RUSSIA RELIGION NEWS


Commentary on personnel shakeup in patriarchate

PATRIARCH KIRILL ESTABLISHES UNANIMITY

Dismissals of a journalist and a priest show that in the RPTsMP, as in the Kremlin, loyalty is valued most of all

by Konstantin Eggert

Nemetskaia Volna, 28 December 2015

 

I very much dislike the neologism "landmark," but there is no more fitting word for characterizing two dismissals that happened in the pre-New Year's days: Sergei Chapnin from the position of managing editor of the Journal of the Moscow Patriarchate and Archpriest Vsevolod Chaplin from the post of chairman of the synod's Department for Relations of Church and Society of the Moscow patriarchate.

 

Both dismissed individuals are different from one another in every way, including in views on the future of the church and Russian politics. But the ex-chairman and ex-editor have something in common: both are prominent public figures who regularly created problems for the hierarchy by their statements.

 

The occasion, but not the reason, for the dismissal of Sergei Chapnin was his December speech in the Moscow Carnegie Center. The managing editor of the chief official publication of the patriarchate said at the time that nowadays in the public space only the voice of Patriarch Kirill is heard, and any attempt to raise doubts about the primate's views on relations with the government, political system, and intra-church administration is taken as disloyalty and an attack on the foundations. The swift dismissal of the journalist, who had radically reformed and improved the previously boring, officious monthly, was a direct confirmation of the words he spoke.

 

Of course, Sergei Chapnin himself, with his calls not to follow in the wake of government policy and to give more independence to parishes and trust active laity, was inconvenient both to the hierarchy and (potentially) to the authorities, who treat with hostility any form of independent civic activism.

 

It would seem that Archpriest Vsevolod Chaplin, with his empire-building and his very sharp—at times even prevocational—statements on moral and ethical matters, should be, by contrast, to their liking. But he did not please the court and his departure is easily ascribed to the artless scheme described by Sergei Chapnin.

*SUPPLIED RECORDS*:
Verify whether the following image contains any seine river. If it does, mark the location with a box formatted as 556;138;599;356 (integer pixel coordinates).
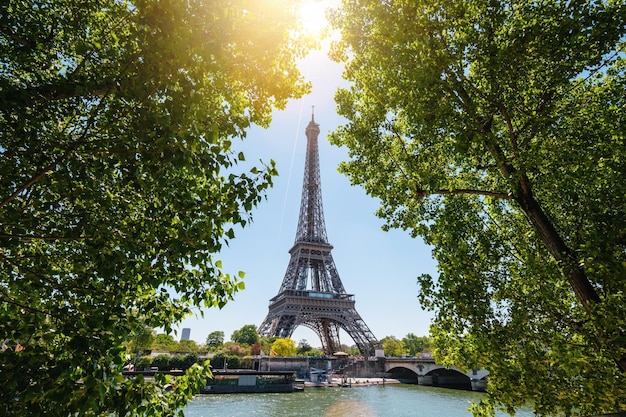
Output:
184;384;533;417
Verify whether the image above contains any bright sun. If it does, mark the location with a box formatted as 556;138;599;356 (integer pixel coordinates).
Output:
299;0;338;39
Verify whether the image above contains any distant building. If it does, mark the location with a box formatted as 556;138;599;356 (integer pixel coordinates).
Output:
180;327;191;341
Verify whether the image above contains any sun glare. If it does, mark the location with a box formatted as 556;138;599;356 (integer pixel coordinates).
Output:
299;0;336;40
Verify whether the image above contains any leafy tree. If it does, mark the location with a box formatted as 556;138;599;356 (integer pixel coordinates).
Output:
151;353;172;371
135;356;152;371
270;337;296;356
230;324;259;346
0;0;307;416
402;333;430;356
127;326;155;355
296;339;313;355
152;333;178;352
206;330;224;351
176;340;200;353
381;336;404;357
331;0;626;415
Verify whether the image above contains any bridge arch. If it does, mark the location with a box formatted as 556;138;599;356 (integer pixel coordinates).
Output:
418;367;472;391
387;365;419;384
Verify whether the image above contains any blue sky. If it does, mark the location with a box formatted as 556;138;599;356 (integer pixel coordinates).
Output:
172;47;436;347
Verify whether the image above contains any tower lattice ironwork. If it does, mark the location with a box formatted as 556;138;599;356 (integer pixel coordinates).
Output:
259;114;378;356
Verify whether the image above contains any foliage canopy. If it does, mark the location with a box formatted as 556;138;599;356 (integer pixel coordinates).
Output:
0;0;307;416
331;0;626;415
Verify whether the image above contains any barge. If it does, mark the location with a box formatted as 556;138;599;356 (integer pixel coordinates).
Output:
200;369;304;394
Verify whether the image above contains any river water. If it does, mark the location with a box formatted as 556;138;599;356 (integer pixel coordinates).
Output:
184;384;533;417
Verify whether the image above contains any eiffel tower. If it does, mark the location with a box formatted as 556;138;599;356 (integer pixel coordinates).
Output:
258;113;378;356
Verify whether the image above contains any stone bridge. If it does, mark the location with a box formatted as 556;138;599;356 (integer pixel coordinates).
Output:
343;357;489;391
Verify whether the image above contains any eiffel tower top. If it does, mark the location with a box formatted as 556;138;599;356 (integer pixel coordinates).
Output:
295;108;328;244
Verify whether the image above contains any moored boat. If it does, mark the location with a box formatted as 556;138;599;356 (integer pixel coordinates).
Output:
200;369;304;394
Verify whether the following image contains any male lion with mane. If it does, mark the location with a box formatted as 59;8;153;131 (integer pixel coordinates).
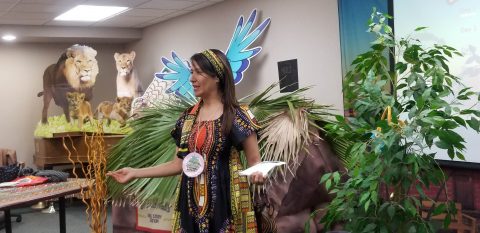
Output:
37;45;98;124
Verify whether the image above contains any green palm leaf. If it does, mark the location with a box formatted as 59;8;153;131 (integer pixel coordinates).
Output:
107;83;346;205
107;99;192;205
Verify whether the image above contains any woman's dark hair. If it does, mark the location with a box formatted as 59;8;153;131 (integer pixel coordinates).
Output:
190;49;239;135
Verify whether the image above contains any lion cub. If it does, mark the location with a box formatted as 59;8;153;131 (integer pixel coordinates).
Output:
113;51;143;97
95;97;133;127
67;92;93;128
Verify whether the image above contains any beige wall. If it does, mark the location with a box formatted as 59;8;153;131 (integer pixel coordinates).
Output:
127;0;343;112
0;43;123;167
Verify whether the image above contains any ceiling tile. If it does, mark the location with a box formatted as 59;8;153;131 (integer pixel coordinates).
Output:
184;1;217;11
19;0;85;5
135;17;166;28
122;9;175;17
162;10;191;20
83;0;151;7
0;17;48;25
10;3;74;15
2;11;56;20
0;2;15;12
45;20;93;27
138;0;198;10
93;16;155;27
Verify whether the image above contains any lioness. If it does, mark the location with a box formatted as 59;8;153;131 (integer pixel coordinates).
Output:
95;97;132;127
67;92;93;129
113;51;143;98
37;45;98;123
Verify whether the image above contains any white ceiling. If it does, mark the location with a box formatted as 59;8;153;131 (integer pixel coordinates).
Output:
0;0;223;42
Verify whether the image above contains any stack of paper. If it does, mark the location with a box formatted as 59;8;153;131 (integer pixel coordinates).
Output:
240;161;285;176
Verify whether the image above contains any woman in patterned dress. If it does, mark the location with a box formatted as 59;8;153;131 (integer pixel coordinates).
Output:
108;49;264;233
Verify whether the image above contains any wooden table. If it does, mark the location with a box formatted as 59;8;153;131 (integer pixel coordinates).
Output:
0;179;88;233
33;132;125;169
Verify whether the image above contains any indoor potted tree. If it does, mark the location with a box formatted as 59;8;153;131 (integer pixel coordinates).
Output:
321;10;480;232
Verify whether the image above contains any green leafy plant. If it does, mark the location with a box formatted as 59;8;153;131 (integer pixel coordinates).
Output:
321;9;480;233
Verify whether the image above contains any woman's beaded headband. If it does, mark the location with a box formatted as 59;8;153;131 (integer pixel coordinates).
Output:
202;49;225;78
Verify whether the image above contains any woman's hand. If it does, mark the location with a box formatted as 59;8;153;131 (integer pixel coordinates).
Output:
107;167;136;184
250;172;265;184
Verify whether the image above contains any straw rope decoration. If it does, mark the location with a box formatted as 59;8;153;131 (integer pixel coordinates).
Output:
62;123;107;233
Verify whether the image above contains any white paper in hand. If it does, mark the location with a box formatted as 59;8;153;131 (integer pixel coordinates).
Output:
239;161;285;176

*GIVEN REQUEST*:
Could you reproduce word for word the passage of the patriarchate dismissals commentary above, starting with "Both dismissed individuals" and going on through "by their statements."?

*FULL SOLUTION*:
Both dismissed individuals are different from one another in every way, including in views on the future of the church and Russian politics. But the ex-chairman and ex-editor have something in common: both are prominent public figures who regularly created problems for the hierarchy by their statements.